DIRECTIONS:
Reproduce the full set of records that follow, exactly as shown.

╭─ DATA FOR ANALYSIS

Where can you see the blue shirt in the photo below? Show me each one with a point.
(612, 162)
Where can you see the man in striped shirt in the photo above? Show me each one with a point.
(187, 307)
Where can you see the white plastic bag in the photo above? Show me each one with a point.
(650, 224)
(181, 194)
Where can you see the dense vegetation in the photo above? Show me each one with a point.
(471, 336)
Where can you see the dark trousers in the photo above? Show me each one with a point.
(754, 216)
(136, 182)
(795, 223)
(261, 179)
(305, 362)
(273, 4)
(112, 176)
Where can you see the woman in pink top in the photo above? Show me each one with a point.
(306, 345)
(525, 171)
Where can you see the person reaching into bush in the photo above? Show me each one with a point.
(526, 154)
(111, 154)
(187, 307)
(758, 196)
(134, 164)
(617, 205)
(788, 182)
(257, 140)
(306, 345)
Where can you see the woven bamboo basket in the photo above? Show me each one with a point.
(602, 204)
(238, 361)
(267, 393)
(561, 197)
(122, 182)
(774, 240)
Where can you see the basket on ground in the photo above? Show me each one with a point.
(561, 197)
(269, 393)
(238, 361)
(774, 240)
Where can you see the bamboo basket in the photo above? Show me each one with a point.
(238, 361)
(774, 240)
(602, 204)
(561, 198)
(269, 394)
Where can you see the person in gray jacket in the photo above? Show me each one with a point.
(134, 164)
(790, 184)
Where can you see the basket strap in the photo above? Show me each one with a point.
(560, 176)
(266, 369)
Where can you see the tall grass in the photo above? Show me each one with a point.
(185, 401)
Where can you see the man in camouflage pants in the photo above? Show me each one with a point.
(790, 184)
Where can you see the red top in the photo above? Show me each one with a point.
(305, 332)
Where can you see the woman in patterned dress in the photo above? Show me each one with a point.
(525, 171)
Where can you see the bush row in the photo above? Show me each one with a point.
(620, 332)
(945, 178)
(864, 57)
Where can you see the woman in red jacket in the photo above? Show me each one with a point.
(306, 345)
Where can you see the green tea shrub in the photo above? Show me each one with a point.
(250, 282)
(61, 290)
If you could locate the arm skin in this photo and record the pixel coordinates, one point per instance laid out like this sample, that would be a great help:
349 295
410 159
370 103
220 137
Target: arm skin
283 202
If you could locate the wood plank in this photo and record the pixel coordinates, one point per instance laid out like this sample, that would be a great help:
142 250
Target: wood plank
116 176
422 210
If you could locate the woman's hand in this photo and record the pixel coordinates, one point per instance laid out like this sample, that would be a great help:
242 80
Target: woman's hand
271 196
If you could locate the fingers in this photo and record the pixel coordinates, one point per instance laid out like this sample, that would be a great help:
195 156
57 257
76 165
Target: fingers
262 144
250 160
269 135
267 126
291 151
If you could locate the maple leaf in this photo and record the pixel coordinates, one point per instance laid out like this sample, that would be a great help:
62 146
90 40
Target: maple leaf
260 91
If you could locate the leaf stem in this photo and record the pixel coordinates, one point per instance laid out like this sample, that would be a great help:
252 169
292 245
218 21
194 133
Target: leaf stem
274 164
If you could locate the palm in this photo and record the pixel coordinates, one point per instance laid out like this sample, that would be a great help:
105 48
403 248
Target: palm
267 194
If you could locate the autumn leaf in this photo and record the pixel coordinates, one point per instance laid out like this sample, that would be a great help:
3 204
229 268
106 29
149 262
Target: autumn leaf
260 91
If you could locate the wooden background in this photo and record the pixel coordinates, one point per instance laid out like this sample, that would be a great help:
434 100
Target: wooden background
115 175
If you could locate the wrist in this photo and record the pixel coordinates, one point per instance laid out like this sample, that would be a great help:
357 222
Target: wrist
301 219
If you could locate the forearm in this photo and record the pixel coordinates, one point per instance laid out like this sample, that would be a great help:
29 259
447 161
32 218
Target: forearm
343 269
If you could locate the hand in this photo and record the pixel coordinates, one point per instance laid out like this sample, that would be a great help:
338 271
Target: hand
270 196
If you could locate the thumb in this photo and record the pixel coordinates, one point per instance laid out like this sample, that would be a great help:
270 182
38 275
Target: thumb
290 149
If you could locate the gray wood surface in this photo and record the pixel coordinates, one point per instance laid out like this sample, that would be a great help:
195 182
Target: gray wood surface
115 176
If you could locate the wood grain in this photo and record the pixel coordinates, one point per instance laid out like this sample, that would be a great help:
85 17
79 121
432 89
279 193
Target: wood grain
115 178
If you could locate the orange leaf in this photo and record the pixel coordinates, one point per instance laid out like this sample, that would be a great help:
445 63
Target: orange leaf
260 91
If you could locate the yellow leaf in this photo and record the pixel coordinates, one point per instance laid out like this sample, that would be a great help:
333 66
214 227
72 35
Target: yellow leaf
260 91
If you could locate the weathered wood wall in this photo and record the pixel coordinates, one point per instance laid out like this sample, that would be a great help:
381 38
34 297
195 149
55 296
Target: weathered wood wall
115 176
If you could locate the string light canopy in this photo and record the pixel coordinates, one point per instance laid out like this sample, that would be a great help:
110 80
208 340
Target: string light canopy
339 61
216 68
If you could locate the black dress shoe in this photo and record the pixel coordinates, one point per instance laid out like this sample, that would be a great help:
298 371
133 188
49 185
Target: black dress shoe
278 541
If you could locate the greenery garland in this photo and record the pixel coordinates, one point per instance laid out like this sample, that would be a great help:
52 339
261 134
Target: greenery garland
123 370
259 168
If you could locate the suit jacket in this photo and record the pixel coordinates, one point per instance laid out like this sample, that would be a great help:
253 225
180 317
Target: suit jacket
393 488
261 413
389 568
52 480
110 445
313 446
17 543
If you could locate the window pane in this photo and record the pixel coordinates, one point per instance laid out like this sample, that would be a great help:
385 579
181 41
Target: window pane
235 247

╰─

EXERCISE RESULT:
Where can you see the blue shirt in the photo below? Show me each one with a point.
(612, 162)
Where can you see the man in striped shirt in the photo above? Show me each one with a point.
(187, 307)
Where can you see the white plastic bag in the photo above? Show me each one with a point.
(650, 224)
(181, 194)
Where can you see the dense vegetation in the photo above? Show me each one with a point.
(471, 336)
Where can you see the dark trousers in the photo above? Show me each one with a point.
(754, 216)
(136, 182)
(795, 223)
(261, 179)
(305, 362)
(273, 4)
(112, 176)
Where can you see the woman in pink top in the photo above? Show me each one with a point.
(306, 345)
(525, 171)
Where can you see the person reaching into bush in the photo above? Show me each one with a point.
(526, 154)
(111, 154)
(187, 307)
(758, 196)
(134, 164)
(617, 205)
(788, 182)
(257, 140)
(306, 345)
Where can you see the woven bamboo basket in the photo above? Show me each one with a point.
(602, 204)
(238, 361)
(267, 393)
(561, 197)
(122, 182)
(774, 240)
Where can you see the basket on ground in the photo above? Show me each one with a point.
(561, 197)
(269, 393)
(238, 361)
(774, 240)
Where can you see the bamboo basket in the photo above? Show me each one with a point.
(238, 361)
(774, 240)
(602, 204)
(561, 198)
(269, 394)
Where can you see the person in gray jacket in the photo above? Show me each one with a point.
(134, 164)
(790, 184)
Where can you see the basket strap in the photo above? Show me each one with a point.
(560, 176)
(266, 369)
Where can you see the tall grass in the photo above? Show me each one with a point.
(185, 401)
Where can you see the man in camouflage pants in the photo above? Show me each one with a point.
(790, 184)
Where can you see the red top in the photo above? Show me each one with a point.
(305, 332)
Where can you see the woman in patterned dress in the photo above? Show me each one with a point.
(525, 171)
Where can you see the bush row in the photo above? Show me each one with a point.
(620, 332)
(945, 178)
(864, 57)
Where can you see the woman in red jacket in the photo above? Show me each one with a point.
(306, 345)
Where can you see the green tea shrub in the photo above? Show me each one with a point.
(250, 282)
(61, 290)
If you could locate the arm skin in this photo and record the pixel coordinates, one point per instance laid out like this sample, that would be a great help:
349 295
410 159
370 103
220 137
Target: arm skin
283 202
If you could locate the wood plank in this photo and record the pixel coordinates, one point per instance laid out like this sample, that would be a great help:
142 250
Target: wood plank
116 176
422 210
If you could locate the woman's hand in this photo and record the pixel coordinates, one point per instance laid out like this sample, that would be a great help:
242 80
Target: woman's hand
271 196
If you could locate the fingers in this photo and record the pixel coordinates, one point per instance laid out like this sample, that would be a great help:
195 156
57 257
76 165
Target: fingers
262 144
250 160
269 135
267 126
291 151
If you could locate the maple leaf in this photo and record the pixel coordinates, one point per instance laid out like this sample, that would be a great help:
62 146
90 40
Target: maple leaf
260 91
If you could locate the leaf stem in this photo and record the pixel coordinates, one point per instance laid out like this sample, that would be a great help:
252 169
292 245
218 21
194 133
Target: leaf stem
274 164
If you could locate the palm in this photo and record the pixel coordinates, one point per instance laid out like this sample, that would be a great help:
105 48
403 248
Target: palm
267 194
If you could locate the autumn leaf in this photo and record the pixel coordinates, one point per instance laid out like this sample, that would be a great help:
3 204
229 268
106 29
149 262
Target: autumn leaf
260 91
If you could locate the wooden background in this photo and record the pixel coordinates, one point per instance laid out like this sample, that would be a great help:
434 100
Target: wooden background
115 175
If you could locate the wrist in this photo and record the pixel coordinates, one point per instance laid out like this sample, that would be a great help:
357 222
Target: wrist
301 219
If you could locate the forearm in this photo and record the pixel coordinates, one point per instance laid out like this sample, that would be a great help:
29 259
447 161
32 218
Target: forearm
343 269
If you could locate the hand in this photo and record the pixel coordinates, one point per instance laid out like this sample, that would be a great help:
338 271
Target: hand
270 196
If you could locate the thumb in this photo and record the pixel coordinates, one point per instance laid out like this sample, that would be a great help:
270 182
38 275
Target: thumb
290 149
If you could locate the gray wood surface in this photo and record the pixel coordinates, one point per instance laid out like this sample, that would be a great help:
195 182
Target: gray wood surface
115 176
If you could locate the wood grain in this photo and record the pixel coordinates, one point per instance laid out like this sample, that would be a great help:
85 17
79 121
432 89
279 193
Target: wood grain
115 178
If you could locate the orange leaf in this photo and record the pixel coordinates, one point per instance laid out like this sample, that would be a great help:
445 63
Target: orange leaf
260 91
If you could locate the yellow leaf in this photo and record the pixel coordinates, one point per instance laid out like this sample, that would be a great help:
333 66
214 227
72 35
Target: yellow leaf
260 91
If you could locate the weathered wood wall in this photo and record the pixel coordinates, one point per instance laid out like this sample, that would be a great help:
381 38
34 297
195 149
55 296
Target: weathered wood wall
115 176
If you could locate the string light canopy in this photo and record the pixel coordinates, one point per instance laid out like this sample, that would be a great help:
110 80
208 340
Target: string light canopy
339 61
216 68
If you could locate the black dress shoe in this photo and record the pixel coordinates, one point per instance laid out like this sample, that would be a great help:
298 371
133 188
49 185
Target: black dress shoe
278 541
If you could locate the greenery garland in this photo and record the pixel coordinates, one point per instance laid out like this sample, that would be a great help:
52 339
261 134
Target: greenery garland
123 370
259 168
If you could locate the suit jacket in this photo and record the pixel coordinates, one point per instance laid out like this sample, that would be a great help:
253 225
180 317
Target: suit jacket
393 488
261 413
389 568
52 480
110 445
313 446
17 543
If you could locate the window pane in this photo and record the pixel coordinates, one point per instance laid out like this sample, that would be a great help:
385 579
181 41
Target: window pane
235 247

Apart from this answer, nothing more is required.